▶ Short problem 1: In the listing, turn the lines starting at the line that contains "Target: <item>striped fur</item>" and ending at the line that contains "[[[23,27],[23,60],[32,61],[36,68],[40,66],[41,20],[37,20]]]" into a Markdown table with the columns Row and Content, leaving out blank lines.

▶ Selection:
# King of the Hill Pats Peak March 23 March 9 postonded due to NCP



## Vortex (Mar 7, 2006)

Sorry I had to put this in the right place.

March 9th thursday.  King of the Hill thursday night top to bottom GS on Twister.  Race is open to all league race members.  Combined 2 run total.  I have yet to decide if I can make it.


----------



## ga2ski (Mar 7, 2006)

So i can go and really get my ass kicked.  Well it is another night of skiing.  I'll have to think about that.


----------



## Vortex (Mar 8, 2006)

Looks like I have permission to be embarrassed tomorrow.  Anyone else coming out?


----------



## ga2ski (Mar 8, 2006)

I'll ask tonight.


----------



## Vortex (Mar 8, 2006)

My wife was fine about it.  Work was the issue.  Good luck tonight.  Breath deep.


----------



## ga2ski (Mar 9, 2006)

I can go, but probably won't as it is supposed to NCP today.  It will be a last minute decision, but don't hold your breathe.



> Breath Deep


 I got in trouble for very quitely laughing during the breathing exercise.  i the guy on the tape we were listening to was ridiculous.


----------



## Vortex (Mar 9, 2006)

I dosed off the first time.  I guess I did it a little better than I should have.

  I'm going to go.  I worked out switching and having someone  cover for me, so missing it would be the wrong thing to do. 
 I'm going to make a few turns do my runs and head home.  No apres ski.  I have a  blood test in the morning.  My token attemp to make it look like I take care of myself.


----------



## Vortex (Mar 9, 2006)

I just told my partner to go home.  I'm bailing tonight.  Looks like heavy rain starts around 7pm.  You can see the rain on Pats web cam.    I don't want to leave at 3 show up at 5 and see it called off.  I had big ideas.


----------



## Vortex (Mar 9, 2006)

Well i'm back in for the 23rd. 
 2 more thursdays of skiing it appears.  Pats just sent me a broadcast e-mail.  Its coming down hard right know and decided to hold off.  This was classy and appreciated.  I told them that also.  Great job Jamie.


----------



## Vortex (Mar 10, 2006)

The top 50 racers are listed for the March 17th Gunstock v Pats race,  the guy who wins on Monday nights usually  is ranked in the high 30's Jeff Juneau.  Guess we picked the correct night to race.  http://www.patspeak.com/adult_cor_race.htm
  You need to scroll down a bit.


Ah none of us are listed.


----------



## Vortex (Mar 21, 2006)

I'm going to miss the King of the hill.  Been sick all week and don't want to push it and get creamed in the same night.   Hope some still go.  Dave this is the big one for you.

  Planning on taking 3  long weekends in a row for some spring skiing starting next week.  One  3 day and Two 4 day weekends.  Got to make it some how.:smile:


----------



## tree_skier (Mar 23, 2006)

maybe next year.  I haven't been home for the evening all week so its a no go for me.


----------



## Vortex (Mar 23, 2006)

I understand its been alot of nights of skiing.  A good racing season though.


----------

▶ Short problem 2: Using the thread about the King of the Hill race, answer yes or no for each statement and quote the words that decide it: (a) The March 9 race was planned as a top-to-bottom GS on Twister. (b) Vortex raced on the night of March 9. (c) Vortex found the group's members among the top 50 racers listed for the Gunstock v Pats race.

▶ Records for this task:
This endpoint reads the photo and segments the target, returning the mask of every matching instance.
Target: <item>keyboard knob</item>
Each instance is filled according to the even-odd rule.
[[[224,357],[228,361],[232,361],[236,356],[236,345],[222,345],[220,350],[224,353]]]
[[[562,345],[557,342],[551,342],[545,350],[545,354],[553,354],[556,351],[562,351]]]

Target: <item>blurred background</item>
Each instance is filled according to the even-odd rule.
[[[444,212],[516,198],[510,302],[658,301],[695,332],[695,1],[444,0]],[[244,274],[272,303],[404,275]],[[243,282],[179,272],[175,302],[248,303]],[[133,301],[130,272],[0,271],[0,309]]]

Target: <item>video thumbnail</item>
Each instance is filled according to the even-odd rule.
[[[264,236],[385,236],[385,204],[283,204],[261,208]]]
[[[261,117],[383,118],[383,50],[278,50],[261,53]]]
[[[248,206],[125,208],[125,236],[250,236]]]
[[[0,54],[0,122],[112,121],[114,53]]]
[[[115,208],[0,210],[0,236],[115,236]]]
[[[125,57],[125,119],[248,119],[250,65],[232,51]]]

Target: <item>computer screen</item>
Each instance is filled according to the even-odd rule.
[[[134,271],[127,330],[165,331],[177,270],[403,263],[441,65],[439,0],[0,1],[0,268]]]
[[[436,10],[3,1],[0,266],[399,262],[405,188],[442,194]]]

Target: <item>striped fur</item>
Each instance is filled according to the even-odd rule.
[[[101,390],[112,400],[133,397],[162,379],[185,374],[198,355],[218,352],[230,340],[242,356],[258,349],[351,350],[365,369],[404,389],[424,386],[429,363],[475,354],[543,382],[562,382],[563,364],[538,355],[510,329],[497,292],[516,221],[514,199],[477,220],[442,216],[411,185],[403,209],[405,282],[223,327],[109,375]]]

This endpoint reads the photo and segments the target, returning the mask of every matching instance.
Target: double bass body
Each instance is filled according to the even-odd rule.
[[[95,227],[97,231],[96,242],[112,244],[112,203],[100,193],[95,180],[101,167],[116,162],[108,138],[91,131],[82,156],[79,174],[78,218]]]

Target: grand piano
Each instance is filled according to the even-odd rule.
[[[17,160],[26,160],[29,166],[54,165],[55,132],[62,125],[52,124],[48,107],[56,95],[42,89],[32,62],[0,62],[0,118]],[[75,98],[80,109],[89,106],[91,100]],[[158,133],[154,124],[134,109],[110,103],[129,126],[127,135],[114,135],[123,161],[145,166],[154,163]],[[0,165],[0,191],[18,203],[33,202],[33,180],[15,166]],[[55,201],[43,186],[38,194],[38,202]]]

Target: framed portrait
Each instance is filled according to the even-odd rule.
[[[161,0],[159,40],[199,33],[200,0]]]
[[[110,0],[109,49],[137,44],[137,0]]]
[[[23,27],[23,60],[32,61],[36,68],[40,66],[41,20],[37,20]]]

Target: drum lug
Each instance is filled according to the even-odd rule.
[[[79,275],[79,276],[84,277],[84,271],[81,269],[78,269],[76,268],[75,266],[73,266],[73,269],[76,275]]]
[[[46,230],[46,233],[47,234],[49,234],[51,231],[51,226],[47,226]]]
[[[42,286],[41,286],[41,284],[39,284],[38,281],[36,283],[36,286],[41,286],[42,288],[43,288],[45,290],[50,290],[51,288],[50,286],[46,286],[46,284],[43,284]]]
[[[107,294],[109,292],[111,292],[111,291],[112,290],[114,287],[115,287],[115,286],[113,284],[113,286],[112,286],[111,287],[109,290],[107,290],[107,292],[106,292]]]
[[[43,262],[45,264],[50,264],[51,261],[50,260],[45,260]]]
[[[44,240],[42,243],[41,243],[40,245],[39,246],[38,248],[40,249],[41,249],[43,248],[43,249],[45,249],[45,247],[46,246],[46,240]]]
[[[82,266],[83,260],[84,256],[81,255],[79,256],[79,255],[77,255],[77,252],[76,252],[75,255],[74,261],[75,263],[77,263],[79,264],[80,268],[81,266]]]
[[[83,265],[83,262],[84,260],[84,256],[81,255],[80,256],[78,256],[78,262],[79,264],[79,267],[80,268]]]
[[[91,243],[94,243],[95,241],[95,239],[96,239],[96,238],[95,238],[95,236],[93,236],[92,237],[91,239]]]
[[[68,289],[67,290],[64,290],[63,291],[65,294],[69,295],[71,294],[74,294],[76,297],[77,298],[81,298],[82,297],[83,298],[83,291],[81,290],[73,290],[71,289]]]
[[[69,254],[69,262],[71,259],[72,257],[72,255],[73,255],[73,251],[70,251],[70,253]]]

▶ Final answer 1:
| Row | Content |
|---|---|
| 1 | Target: <item>striped fur</item> |
| 2 | Each instance is filled according to the even-odd rule. |
| 3 | [[[101,390],[112,400],[133,397],[162,379],[185,374],[198,355],[218,352],[230,340],[242,356],[258,349],[351,350],[365,369],[404,389],[424,386],[429,363],[475,354],[543,382],[562,382],[563,364],[538,355],[510,329],[497,292],[516,221],[514,199],[477,220],[442,216],[411,185],[403,209],[405,282],[223,327],[109,375]]] |
| 4 | This endpoint reads the photo and segments the target, returning the mask of every matching instance. |
| 5 | Target: double bass body |
| 6 | Each instance is filled according to the even-odd rule. |
| 7 | [[[95,227],[97,231],[96,242],[112,244],[112,203],[100,193],[95,180],[101,167],[116,162],[108,138],[91,131],[82,156],[79,174],[78,218]]] |
| 8 | Target: grand piano |
| 9 | Each instance is filled according to the even-odd rule. |
| 10 | [[[17,160],[26,160],[29,166],[54,165],[55,132],[62,125],[52,124],[48,107],[56,95],[42,89],[32,62],[0,62],[0,118]],[[75,98],[80,109],[89,106],[91,100]],[[158,133],[154,124],[134,109],[110,103],[129,126],[127,135],[114,135],[123,161],[145,166],[154,163]],[[0,165],[0,191],[18,203],[33,202],[33,180],[15,166]],[[55,201],[43,186],[38,194],[38,202]]] |
| 11 | Target: framed portrait |
| 12 | Each instance is filled according to the even-odd rule. |
| 13 | [[[161,0],[159,40],[199,33],[200,0]]] |
| 14 | [[[110,0],[109,49],[137,44],[137,0]]] |
| 15 | [[[23,27],[23,60],[32,61],[36,68],[40,66],[41,20],[37,20]]] |

▶ Final answer 2:
(a) Yes: "King of the Hill thursday night top to bottom GS on Twister."
(b) No: "I'm bailing tonight."
(c) No: "Ah none of us are listed."